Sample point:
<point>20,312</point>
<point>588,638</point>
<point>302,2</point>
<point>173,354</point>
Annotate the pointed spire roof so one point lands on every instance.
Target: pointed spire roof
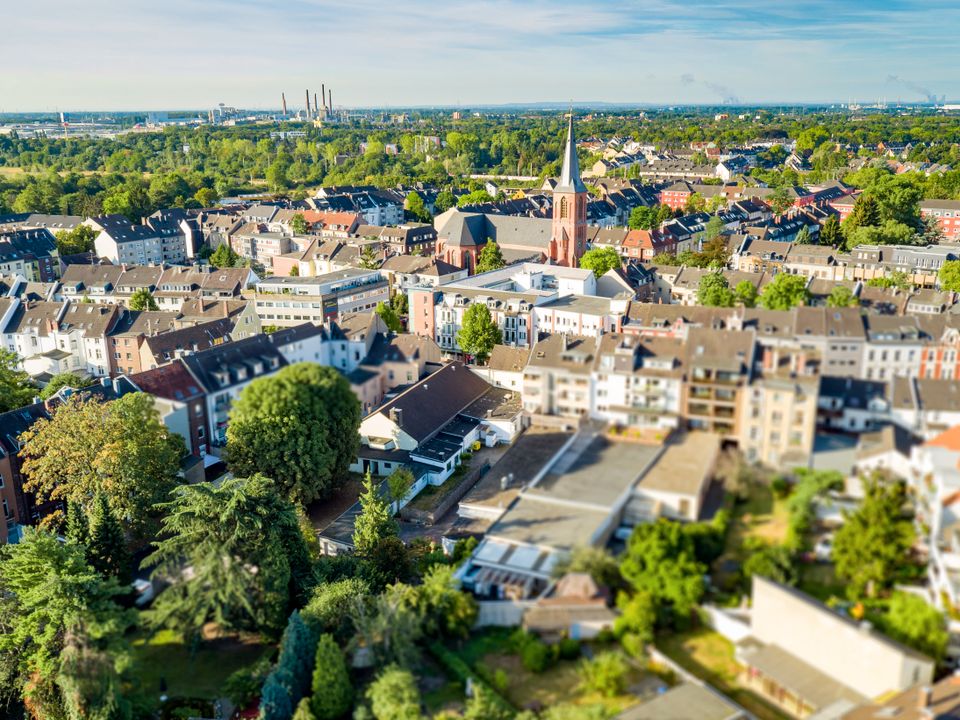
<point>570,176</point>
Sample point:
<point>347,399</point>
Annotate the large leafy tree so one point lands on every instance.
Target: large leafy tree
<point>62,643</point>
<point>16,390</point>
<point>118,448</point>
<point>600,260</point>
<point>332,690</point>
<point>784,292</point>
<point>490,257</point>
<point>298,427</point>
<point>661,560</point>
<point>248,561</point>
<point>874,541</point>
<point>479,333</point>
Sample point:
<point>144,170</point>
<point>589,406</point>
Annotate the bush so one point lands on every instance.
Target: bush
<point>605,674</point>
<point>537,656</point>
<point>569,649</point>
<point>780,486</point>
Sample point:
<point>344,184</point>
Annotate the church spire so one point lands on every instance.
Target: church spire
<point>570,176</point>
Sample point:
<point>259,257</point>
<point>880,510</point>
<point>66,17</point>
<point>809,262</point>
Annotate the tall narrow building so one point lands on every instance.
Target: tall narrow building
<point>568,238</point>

---

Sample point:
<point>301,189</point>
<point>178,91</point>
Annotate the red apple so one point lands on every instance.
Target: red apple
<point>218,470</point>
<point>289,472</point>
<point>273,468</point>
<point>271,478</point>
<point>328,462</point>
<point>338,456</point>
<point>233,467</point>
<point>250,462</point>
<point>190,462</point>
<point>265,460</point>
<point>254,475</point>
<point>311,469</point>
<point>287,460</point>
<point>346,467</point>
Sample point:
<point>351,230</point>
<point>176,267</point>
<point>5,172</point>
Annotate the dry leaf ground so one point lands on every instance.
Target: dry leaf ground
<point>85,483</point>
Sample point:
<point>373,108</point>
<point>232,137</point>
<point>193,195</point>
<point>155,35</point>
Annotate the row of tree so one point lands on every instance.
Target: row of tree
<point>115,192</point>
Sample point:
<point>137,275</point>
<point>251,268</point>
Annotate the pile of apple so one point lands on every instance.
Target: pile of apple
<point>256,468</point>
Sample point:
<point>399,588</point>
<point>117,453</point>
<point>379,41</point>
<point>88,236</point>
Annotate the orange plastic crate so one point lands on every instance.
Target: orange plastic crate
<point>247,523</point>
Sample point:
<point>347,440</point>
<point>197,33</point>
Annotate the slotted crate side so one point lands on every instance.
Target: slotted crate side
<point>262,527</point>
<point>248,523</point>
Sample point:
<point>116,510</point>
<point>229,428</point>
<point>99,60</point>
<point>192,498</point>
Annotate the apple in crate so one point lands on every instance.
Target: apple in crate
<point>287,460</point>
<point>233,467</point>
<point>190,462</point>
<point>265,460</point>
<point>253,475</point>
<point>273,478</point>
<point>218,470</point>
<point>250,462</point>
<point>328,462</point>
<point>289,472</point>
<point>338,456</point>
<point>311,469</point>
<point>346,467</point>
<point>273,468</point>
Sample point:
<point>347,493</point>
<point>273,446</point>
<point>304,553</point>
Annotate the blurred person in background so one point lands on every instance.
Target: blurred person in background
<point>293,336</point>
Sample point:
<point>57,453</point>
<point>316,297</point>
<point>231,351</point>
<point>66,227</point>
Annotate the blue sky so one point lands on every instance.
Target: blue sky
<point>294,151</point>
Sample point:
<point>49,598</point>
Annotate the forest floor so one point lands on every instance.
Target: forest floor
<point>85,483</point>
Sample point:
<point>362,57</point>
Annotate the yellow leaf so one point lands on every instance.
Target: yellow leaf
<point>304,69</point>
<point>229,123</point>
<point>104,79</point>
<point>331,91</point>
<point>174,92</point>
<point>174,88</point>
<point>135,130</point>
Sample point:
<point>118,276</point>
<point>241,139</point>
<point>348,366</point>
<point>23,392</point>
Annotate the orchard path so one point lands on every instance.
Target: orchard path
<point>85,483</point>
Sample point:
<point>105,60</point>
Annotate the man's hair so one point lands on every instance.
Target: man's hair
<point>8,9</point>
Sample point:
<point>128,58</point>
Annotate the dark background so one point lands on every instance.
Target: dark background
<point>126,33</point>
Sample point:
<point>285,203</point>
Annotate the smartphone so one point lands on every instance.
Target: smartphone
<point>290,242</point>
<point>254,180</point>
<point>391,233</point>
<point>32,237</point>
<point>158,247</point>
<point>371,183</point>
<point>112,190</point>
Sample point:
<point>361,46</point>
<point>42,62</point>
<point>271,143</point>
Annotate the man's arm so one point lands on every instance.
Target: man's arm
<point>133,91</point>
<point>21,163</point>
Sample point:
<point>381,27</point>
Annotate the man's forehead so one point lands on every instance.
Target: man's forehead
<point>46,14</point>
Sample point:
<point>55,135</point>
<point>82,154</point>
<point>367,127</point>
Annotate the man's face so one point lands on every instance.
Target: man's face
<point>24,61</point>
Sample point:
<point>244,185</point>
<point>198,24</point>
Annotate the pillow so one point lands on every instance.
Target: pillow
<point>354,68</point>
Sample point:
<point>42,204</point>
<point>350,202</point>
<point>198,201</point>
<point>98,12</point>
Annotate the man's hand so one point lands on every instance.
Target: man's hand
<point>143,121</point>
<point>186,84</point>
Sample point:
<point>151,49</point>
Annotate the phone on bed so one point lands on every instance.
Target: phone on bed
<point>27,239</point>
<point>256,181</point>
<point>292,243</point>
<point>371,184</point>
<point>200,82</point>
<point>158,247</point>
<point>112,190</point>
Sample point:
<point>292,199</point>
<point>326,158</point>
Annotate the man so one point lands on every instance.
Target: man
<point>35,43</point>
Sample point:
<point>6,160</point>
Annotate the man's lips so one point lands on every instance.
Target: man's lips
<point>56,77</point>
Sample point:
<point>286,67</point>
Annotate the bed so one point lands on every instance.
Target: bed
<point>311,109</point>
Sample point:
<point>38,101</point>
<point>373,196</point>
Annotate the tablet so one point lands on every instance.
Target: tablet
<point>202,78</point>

Task brief:
How many lines of the records above contain the string "pointed"? Reply with the number alone.

Output for this exercise:
2